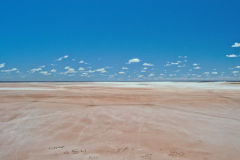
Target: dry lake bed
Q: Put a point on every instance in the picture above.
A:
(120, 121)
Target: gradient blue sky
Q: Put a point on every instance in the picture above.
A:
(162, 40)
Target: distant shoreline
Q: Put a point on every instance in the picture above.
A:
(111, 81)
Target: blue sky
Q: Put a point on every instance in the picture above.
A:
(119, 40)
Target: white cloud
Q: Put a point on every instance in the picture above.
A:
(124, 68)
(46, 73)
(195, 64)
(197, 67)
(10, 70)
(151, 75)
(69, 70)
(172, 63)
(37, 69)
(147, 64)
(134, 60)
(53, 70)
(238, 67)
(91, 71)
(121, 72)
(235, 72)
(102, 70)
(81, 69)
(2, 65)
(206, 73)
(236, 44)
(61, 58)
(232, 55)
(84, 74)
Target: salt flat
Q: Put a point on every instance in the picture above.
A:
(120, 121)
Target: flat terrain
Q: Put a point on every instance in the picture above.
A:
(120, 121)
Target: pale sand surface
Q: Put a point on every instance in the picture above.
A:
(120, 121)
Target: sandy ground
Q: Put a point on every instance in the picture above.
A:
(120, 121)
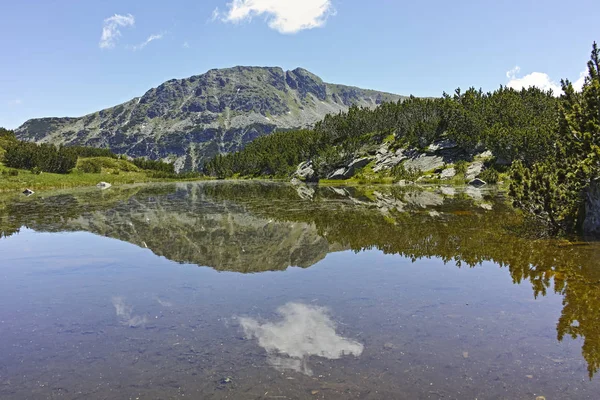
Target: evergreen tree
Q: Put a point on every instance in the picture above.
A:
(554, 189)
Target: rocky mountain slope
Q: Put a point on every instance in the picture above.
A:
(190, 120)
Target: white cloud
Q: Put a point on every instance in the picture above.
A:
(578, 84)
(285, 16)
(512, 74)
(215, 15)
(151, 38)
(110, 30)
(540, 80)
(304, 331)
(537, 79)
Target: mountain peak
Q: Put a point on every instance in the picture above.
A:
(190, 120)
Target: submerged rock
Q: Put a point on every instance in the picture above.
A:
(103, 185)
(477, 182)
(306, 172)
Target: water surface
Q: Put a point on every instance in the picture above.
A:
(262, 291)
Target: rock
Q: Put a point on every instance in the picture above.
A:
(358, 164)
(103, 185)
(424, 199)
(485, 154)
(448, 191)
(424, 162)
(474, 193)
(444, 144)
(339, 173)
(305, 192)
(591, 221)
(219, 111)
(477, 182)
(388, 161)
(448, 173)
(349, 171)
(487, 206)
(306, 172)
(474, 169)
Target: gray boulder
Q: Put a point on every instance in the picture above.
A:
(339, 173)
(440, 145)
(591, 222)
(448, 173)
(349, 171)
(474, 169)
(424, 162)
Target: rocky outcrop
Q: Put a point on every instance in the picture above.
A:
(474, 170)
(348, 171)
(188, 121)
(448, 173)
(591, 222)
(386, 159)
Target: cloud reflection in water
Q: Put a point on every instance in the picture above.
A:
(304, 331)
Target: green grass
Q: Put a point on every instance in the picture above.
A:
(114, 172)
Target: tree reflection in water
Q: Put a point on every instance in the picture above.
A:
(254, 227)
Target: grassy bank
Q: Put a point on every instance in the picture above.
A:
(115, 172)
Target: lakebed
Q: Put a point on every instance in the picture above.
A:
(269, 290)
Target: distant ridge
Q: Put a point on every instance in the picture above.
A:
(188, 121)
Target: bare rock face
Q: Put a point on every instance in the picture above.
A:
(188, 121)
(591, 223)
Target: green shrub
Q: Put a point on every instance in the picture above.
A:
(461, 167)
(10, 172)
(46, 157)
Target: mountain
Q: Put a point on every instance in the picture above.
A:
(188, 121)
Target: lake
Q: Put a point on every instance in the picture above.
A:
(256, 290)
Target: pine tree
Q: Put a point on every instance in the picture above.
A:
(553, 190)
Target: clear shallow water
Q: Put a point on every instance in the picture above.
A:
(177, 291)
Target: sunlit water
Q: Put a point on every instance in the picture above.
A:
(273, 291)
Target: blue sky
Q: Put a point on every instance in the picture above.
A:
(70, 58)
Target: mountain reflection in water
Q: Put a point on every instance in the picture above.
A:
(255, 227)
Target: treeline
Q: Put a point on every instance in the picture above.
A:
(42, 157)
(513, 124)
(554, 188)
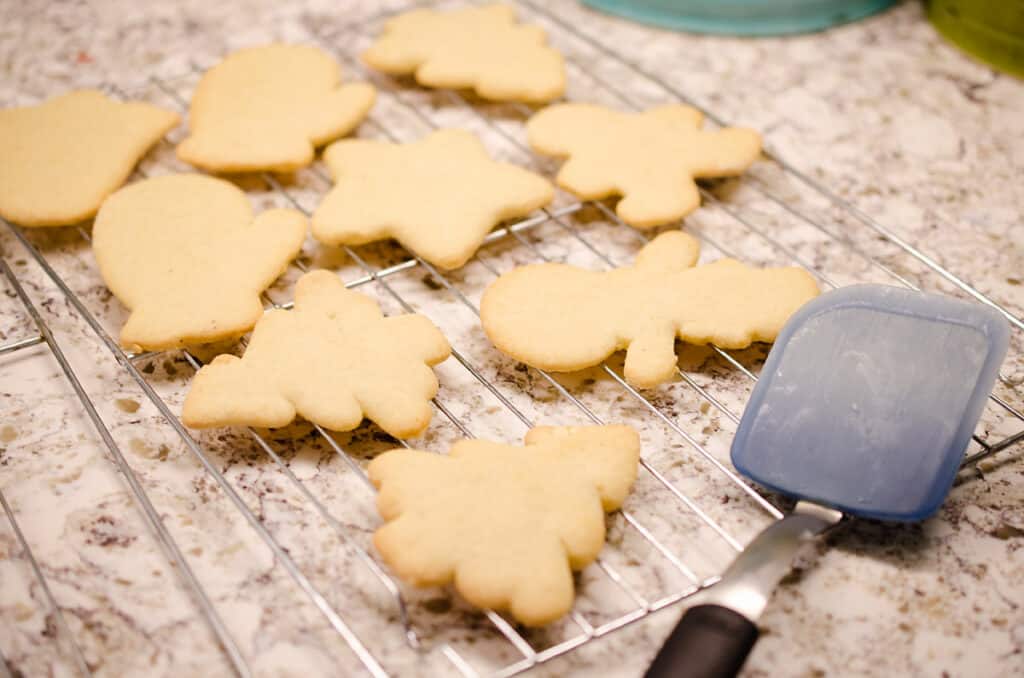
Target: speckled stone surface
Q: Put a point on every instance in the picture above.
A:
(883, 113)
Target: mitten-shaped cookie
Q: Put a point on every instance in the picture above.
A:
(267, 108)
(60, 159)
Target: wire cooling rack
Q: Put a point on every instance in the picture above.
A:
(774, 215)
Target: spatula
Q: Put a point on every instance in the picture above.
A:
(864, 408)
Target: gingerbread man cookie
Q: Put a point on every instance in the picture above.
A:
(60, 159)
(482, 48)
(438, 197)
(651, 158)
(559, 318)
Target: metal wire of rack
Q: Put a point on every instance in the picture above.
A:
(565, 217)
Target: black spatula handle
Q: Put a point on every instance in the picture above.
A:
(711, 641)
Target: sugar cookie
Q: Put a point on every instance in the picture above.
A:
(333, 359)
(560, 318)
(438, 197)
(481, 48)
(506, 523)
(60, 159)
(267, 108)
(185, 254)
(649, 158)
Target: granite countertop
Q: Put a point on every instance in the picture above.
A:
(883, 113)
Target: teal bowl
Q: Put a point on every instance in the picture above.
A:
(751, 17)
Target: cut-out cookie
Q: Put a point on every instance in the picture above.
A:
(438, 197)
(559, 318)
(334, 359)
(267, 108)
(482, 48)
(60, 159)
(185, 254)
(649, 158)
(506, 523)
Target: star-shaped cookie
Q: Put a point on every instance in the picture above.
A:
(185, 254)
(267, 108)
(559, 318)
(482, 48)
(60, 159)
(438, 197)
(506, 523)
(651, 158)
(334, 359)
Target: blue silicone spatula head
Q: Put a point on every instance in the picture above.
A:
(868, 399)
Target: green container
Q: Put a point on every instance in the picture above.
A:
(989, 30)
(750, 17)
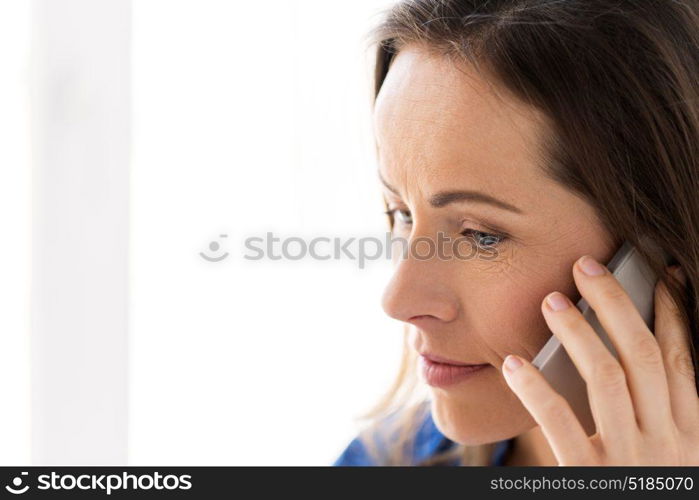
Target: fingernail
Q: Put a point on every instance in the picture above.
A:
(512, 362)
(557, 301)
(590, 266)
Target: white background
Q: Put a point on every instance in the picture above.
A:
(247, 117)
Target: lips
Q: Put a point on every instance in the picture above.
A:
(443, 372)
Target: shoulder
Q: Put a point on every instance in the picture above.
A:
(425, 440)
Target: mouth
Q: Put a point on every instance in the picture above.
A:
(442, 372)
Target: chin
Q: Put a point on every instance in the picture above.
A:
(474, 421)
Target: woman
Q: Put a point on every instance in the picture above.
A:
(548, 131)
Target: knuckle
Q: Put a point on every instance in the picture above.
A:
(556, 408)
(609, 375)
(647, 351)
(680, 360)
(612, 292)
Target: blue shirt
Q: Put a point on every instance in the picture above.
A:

********************

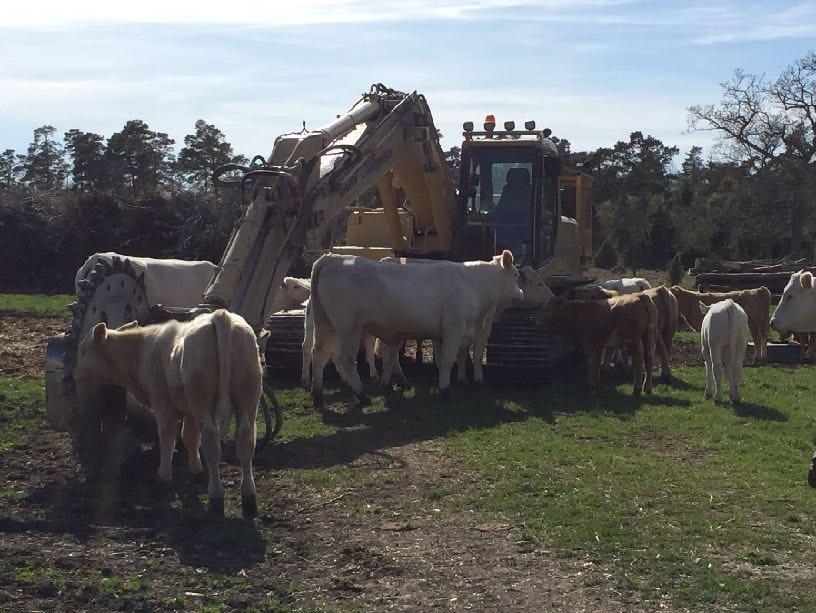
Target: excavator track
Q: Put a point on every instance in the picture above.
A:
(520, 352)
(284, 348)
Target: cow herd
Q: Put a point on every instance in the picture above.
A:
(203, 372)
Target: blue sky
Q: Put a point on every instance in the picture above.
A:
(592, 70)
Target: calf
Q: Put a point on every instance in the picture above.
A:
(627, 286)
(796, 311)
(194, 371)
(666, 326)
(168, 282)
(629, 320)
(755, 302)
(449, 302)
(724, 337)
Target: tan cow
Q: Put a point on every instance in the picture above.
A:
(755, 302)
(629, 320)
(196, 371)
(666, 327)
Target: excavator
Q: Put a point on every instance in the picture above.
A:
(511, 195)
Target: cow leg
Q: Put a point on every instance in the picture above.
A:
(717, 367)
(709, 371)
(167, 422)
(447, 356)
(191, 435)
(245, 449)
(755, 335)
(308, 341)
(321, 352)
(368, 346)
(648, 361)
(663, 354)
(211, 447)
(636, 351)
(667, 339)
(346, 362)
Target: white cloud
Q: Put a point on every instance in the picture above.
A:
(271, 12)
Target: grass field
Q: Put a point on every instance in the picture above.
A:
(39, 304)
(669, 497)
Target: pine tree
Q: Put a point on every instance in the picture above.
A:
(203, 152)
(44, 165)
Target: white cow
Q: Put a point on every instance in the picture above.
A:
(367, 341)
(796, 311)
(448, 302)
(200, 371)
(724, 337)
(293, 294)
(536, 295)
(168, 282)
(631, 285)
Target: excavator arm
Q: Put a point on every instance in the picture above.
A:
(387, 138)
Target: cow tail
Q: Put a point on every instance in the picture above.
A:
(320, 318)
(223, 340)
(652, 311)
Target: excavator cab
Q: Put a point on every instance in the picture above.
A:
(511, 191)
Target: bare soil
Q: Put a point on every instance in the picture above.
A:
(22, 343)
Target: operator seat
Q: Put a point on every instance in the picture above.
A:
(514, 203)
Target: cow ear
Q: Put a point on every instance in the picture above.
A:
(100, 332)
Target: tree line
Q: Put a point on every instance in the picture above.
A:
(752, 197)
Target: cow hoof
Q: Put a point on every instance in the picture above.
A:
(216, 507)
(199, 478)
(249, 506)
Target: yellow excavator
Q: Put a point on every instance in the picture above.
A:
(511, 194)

********************

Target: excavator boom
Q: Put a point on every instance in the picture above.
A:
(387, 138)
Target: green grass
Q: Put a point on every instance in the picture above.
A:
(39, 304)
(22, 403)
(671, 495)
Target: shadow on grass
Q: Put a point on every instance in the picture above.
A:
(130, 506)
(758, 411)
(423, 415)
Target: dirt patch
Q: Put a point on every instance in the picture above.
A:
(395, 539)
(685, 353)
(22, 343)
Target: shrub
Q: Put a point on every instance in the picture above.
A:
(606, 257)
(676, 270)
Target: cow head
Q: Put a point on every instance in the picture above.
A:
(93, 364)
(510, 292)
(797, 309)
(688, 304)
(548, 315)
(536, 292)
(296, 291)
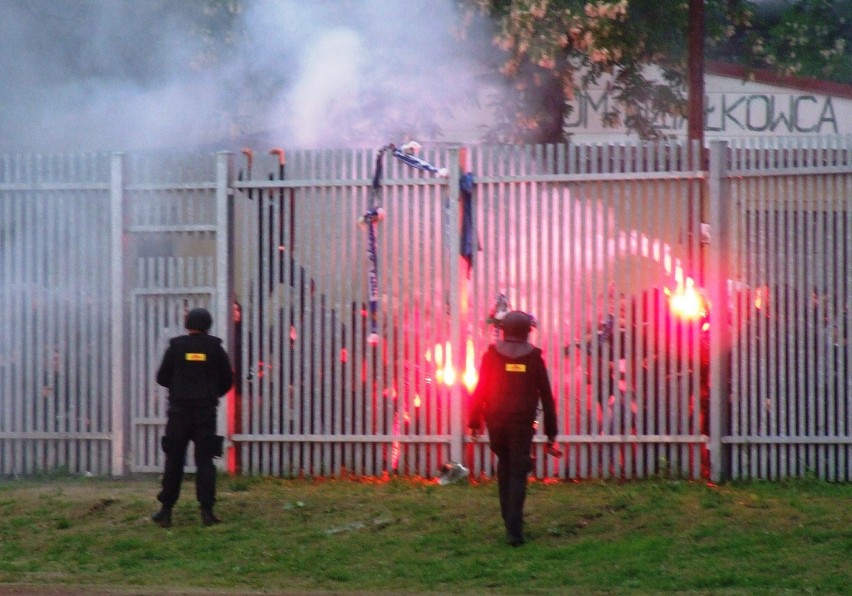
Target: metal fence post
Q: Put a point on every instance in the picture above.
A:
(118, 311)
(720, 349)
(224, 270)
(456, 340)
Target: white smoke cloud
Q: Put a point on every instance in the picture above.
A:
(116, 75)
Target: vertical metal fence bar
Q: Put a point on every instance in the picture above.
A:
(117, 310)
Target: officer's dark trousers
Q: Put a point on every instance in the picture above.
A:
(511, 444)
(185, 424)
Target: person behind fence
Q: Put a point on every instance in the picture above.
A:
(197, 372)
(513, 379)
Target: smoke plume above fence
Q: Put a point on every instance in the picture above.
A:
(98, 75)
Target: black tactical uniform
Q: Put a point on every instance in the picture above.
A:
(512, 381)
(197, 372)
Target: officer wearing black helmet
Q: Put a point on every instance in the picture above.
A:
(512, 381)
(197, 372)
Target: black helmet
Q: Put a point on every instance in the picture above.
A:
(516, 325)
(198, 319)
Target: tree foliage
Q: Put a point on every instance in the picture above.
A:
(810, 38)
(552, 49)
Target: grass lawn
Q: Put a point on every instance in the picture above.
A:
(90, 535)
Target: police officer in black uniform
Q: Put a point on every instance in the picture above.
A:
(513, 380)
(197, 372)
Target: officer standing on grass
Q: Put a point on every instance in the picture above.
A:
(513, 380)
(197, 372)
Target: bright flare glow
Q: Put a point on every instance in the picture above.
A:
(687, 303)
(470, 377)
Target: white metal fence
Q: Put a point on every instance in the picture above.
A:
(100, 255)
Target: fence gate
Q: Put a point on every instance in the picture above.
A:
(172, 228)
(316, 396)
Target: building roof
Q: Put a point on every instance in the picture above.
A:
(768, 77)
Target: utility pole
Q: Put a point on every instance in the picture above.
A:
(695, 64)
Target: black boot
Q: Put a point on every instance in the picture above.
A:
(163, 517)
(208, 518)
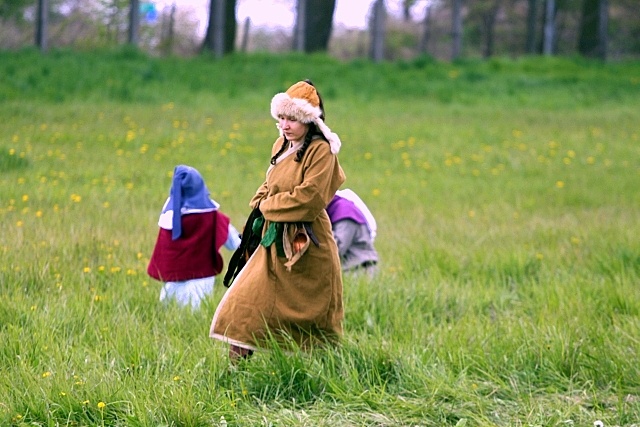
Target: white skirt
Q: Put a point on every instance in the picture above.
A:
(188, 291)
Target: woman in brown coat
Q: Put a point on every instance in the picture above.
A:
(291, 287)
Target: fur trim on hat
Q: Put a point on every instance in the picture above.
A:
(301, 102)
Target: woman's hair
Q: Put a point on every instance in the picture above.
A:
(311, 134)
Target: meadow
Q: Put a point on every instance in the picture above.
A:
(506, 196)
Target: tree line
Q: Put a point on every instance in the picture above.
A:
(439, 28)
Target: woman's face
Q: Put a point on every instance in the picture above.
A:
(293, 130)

********************

State how many lines in the entries above contain the string "shaped", matching case exactly, and give only that number.

* **Answer to the task**
2